**Required action:** Only one stretch of the records below should be repeated. It starts with the line containing "In this exercise you will indicate the sky" and goes on through the line containing "In this exercise you will indicate the sparse", exactly as written.

**Data to use:**
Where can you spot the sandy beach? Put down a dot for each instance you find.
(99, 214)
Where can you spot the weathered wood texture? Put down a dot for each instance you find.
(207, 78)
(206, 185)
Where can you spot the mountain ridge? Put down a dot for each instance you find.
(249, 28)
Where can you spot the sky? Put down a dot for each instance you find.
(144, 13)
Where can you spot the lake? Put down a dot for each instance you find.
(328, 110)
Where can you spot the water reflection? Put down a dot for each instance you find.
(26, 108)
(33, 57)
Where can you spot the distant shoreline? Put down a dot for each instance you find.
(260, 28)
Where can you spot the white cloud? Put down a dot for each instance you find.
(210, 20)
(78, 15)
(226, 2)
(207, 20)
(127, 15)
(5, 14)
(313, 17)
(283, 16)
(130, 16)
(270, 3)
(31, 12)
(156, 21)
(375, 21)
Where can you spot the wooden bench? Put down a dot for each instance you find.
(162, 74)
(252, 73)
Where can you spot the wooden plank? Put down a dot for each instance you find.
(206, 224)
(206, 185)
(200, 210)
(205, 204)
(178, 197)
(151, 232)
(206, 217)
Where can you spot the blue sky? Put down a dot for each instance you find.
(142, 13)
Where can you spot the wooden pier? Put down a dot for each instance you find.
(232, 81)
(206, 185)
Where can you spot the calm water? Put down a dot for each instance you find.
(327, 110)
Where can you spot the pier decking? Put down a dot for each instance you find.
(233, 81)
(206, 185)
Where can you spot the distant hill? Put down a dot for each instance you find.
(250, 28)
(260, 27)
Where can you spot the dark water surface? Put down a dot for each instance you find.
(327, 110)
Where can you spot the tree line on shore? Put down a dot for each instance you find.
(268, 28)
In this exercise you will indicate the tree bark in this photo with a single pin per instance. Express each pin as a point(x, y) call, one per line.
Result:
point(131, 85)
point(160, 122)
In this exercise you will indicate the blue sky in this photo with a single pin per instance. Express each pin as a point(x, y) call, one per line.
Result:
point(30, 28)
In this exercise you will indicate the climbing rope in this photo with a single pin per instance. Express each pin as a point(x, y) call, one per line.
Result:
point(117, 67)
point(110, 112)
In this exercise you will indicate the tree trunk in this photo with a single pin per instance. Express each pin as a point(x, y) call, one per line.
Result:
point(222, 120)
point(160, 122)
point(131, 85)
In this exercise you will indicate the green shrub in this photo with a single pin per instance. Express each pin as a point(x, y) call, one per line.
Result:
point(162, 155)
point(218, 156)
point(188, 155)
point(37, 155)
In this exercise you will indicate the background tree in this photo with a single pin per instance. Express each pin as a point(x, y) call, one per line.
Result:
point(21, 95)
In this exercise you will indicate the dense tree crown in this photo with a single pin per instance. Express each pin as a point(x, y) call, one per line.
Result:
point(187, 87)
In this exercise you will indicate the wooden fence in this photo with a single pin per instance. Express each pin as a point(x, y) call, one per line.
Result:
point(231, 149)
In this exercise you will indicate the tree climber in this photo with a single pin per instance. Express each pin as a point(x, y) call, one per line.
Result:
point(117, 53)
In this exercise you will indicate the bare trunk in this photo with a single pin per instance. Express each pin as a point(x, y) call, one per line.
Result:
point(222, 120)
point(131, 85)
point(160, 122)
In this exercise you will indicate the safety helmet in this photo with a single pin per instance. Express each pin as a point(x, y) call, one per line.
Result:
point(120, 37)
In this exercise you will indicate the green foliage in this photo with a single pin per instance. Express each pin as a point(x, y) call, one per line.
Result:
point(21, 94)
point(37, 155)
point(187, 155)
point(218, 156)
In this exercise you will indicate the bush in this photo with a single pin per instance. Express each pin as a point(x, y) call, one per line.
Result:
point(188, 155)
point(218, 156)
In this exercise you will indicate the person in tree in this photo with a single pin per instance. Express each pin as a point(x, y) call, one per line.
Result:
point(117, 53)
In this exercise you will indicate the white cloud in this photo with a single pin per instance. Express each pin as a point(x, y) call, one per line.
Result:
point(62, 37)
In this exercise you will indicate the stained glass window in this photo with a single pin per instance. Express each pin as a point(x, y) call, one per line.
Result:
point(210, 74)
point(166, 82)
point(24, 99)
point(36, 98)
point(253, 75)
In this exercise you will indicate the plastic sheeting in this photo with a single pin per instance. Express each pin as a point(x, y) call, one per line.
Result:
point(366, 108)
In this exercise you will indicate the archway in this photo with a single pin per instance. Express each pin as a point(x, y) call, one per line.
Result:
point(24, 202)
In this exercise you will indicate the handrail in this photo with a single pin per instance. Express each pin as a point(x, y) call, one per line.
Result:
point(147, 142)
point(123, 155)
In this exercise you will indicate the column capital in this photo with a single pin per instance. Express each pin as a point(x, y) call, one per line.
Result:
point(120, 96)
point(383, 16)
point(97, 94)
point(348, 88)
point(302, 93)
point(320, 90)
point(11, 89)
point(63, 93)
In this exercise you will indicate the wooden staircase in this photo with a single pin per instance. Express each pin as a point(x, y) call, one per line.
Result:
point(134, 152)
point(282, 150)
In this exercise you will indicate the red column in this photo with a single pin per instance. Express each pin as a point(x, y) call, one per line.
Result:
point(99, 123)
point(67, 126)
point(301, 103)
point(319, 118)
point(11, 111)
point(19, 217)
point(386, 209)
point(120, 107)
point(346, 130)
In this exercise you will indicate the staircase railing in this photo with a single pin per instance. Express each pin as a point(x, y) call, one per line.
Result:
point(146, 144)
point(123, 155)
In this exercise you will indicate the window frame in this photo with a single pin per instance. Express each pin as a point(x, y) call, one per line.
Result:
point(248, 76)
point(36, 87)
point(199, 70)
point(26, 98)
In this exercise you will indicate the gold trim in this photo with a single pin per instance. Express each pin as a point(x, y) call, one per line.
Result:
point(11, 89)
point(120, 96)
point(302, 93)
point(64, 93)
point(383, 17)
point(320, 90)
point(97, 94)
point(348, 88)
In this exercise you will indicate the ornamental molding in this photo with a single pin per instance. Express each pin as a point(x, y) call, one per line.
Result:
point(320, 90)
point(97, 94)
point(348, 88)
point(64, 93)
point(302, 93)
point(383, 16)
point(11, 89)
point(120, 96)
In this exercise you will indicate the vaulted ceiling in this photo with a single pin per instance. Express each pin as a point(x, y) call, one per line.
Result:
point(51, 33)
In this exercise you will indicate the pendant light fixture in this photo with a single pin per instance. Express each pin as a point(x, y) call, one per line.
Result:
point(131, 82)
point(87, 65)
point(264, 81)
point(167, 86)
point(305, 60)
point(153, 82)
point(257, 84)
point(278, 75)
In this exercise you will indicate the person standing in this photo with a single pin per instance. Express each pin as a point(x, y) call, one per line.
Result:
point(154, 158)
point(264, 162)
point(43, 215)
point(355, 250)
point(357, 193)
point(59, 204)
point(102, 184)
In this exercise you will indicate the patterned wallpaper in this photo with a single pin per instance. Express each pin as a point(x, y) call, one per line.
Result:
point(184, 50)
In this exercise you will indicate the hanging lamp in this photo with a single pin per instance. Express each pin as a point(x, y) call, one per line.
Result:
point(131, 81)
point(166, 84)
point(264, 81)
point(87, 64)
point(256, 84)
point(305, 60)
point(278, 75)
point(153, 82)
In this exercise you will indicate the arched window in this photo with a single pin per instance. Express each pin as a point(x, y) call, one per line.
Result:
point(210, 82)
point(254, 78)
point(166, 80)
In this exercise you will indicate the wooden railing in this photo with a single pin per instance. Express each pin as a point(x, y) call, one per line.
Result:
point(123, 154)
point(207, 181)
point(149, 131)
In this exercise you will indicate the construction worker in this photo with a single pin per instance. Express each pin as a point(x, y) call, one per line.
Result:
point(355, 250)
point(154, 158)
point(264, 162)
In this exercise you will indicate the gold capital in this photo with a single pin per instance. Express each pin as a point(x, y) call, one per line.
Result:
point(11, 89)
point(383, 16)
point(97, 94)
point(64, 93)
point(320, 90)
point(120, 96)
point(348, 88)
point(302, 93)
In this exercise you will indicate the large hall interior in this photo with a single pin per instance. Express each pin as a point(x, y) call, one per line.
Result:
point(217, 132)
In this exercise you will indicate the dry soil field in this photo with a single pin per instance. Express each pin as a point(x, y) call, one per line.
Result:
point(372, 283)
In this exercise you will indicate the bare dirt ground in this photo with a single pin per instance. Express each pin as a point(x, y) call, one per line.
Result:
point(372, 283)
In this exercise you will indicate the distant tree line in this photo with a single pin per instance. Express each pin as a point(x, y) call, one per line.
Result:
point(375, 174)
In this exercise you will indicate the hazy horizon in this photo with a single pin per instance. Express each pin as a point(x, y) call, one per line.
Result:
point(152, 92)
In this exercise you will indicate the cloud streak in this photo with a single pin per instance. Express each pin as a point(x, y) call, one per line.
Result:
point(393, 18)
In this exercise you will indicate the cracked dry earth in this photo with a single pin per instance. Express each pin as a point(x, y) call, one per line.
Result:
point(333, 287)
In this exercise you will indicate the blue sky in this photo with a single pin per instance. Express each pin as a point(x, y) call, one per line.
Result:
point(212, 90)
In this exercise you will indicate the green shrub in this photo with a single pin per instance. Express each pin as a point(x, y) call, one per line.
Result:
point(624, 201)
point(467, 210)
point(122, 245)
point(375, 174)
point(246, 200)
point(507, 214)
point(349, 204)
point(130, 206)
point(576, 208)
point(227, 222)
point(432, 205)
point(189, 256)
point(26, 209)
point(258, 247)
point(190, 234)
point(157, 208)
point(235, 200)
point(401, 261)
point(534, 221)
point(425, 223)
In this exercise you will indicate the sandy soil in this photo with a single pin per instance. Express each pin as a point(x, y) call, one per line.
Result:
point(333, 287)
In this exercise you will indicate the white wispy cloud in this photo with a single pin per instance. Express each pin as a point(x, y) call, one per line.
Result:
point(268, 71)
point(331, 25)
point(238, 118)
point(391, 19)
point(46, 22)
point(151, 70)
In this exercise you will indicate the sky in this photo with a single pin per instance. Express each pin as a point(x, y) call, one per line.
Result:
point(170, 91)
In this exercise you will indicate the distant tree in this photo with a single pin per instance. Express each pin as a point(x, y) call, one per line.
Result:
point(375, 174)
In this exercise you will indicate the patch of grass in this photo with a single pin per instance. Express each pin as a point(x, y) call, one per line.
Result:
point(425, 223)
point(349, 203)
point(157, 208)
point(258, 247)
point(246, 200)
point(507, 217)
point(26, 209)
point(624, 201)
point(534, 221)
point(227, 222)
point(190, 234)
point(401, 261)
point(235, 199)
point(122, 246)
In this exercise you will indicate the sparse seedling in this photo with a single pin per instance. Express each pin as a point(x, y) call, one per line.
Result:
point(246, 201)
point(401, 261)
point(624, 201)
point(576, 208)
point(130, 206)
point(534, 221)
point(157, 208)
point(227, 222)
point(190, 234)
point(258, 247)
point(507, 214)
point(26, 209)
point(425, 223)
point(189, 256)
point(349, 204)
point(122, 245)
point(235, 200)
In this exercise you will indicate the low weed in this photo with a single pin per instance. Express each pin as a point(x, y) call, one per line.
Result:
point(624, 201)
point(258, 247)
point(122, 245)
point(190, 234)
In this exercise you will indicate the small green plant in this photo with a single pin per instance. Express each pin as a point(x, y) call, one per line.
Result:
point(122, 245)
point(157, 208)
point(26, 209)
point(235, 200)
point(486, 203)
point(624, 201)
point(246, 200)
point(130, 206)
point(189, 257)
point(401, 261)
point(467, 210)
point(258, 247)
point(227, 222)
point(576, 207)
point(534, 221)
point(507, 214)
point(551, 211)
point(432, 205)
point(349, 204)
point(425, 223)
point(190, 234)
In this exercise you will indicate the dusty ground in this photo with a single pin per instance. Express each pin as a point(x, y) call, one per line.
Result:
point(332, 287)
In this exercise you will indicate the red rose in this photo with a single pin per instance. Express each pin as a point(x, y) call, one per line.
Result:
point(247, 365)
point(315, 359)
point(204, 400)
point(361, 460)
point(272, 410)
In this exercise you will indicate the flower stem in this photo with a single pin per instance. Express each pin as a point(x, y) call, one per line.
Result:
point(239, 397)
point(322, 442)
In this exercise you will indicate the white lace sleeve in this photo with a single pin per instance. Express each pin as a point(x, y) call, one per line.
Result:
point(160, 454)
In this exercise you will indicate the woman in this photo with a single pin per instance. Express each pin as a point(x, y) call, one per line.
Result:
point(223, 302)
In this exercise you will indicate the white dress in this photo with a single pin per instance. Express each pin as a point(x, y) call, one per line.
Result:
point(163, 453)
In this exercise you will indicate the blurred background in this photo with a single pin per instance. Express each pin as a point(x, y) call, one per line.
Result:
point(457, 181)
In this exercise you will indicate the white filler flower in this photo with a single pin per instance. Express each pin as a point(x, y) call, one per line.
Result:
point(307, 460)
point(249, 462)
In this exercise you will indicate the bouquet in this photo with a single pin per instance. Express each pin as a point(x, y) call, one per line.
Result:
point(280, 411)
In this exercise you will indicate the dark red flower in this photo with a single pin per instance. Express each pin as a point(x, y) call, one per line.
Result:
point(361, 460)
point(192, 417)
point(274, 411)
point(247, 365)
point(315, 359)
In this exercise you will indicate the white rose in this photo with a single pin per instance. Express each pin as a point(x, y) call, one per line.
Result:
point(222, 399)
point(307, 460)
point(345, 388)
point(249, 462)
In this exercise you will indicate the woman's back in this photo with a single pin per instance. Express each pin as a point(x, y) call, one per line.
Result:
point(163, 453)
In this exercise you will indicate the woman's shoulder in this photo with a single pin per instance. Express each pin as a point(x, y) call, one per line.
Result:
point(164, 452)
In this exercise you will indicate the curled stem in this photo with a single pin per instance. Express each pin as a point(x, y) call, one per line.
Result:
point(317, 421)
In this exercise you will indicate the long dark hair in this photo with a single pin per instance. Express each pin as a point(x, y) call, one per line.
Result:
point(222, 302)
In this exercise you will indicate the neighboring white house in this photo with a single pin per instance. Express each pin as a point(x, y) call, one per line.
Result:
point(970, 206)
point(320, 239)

**Expected output:**
In this exercise you will indicate the sky in this photo with a single pin per instance. Express each pin as a point(x, y) call, one per line.
Result:
point(170, 91)
In this exercise you will indicate the distant tree in this photo with a single pin per instance. Express each pin as a point(x, y) call, one per line.
Result:
point(375, 174)
In this exercise you will indicate the patch of grass in this photo with a single pin per instance. Express each pin as a point(x, y) call, one per line.
Result:
point(425, 223)
point(349, 203)
point(157, 208)
point(258, 247)
point(246, 200)
point(507, 217)
point(26, 209)
point(624, 201)
point(534, 221)
point(227, 222)
point(190, 234)
point(401, 261)
point(235, 199)
point(122, 246)
In this exercise you will indicate the sparse seedling in this photo with a single pin per instance. Express each pin as a point(x, y) call, one per line.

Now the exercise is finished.